• Problem: Identify each line of the material below that contains the string "front" with the same capitalization, and copy those lines.

━━━━

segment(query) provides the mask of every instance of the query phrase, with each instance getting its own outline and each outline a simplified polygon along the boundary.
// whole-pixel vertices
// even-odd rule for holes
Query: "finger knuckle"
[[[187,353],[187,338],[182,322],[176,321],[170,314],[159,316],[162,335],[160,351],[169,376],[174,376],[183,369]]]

━━━━

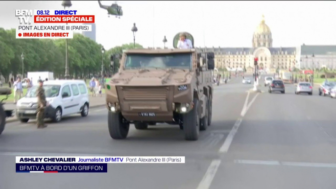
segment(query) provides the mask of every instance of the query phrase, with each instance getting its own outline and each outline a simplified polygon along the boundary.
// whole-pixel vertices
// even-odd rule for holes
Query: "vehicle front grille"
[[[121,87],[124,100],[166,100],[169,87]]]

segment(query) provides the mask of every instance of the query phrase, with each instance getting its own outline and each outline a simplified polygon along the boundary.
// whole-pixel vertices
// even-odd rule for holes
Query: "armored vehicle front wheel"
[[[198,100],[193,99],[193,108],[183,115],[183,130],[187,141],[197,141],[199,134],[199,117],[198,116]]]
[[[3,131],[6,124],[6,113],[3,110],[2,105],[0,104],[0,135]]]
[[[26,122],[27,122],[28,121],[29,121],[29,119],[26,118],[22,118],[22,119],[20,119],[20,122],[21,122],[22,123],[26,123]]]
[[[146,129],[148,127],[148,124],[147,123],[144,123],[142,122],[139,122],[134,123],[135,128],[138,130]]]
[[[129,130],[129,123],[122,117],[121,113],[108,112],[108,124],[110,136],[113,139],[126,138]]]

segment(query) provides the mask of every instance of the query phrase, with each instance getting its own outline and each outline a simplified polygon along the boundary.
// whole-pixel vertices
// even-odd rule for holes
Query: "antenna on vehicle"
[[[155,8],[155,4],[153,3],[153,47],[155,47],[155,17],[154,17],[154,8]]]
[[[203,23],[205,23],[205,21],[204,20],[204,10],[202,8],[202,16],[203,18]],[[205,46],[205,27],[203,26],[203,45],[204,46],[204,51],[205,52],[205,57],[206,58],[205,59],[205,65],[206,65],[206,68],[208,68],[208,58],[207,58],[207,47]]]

━━━━

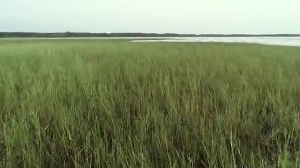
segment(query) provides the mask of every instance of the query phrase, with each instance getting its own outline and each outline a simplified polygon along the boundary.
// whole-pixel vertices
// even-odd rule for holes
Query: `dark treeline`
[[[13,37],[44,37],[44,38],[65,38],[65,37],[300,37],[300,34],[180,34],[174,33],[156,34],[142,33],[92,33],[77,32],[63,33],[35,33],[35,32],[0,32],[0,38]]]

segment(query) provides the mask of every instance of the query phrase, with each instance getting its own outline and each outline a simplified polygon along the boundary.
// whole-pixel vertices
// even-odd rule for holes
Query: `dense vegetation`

━━━━

• Finished task:
Query: "vehicle front grille"
Query: "armored vehicle front wheel"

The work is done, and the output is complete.